[Point annotation dataset records]
-*-
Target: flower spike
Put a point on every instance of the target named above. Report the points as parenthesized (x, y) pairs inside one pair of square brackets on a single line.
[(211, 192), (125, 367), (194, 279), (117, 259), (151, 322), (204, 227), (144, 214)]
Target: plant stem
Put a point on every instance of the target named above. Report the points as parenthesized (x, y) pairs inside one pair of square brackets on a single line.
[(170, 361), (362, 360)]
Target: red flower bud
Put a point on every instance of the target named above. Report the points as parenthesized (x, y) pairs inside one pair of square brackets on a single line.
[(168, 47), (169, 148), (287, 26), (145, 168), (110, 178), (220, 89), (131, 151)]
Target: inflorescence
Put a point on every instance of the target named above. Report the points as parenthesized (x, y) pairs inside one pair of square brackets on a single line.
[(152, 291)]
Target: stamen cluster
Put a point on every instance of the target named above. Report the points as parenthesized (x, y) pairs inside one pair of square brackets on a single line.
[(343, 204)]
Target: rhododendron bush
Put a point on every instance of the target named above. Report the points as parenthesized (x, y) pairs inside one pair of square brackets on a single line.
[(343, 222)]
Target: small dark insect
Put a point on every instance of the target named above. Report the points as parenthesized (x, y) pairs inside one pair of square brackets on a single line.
-*-
Aim of the exercise →
Reproduce all of the material above, substituting "Mark" for every occurrence of "Put a point on" and changing nothing else.

Completed task →
Target: flower spike
Mark every instance of the target named above. Report the points as parenthesized (x, y) pairs inside one pair of square brackets on a single line.
[(211, 192), (125, 367), (194, 279), (117, 259), (151, 322), (204, 227), (144, 214)]
Target: plant stem
Mark every instance of the target named above. Report the points as parenthesized (x, y) pairs inside one pair of square brackets on a single line.
[(170, 361), (362, 360)]
Target: red flower bud
Mark every instance of the target named above. Report the points as parenthesized (x, y) pairs inside one pair of square brackets on a single line.
[(168, 47), (169, 148), (287, 26), (145, 168), (110, 178), (220, 89), (131, 151)]
Target: inflorescence
Mark every instance of the target named above. Report the points as parenthesized (x, y) pairs inside one pair of square brackets on a single line.
[(152, 291)]
Target: stamen cluster
Mark every instance of the target named above. Report the points as parenthesized (x, y) pairs inside one pair of square brackets on a single line.
[(343, 204)]
Target: rhododendron bush
Mark every instance of the target named above. Report the points as parenthesized (x, y) pairs inside one pair of square brackets on a single line.
[(343, 222)]
Target: small dark insect
Mark every instance of the target named above. Report the points as parenthesized (x, y) pairs inside one pair of square brackets on a single line.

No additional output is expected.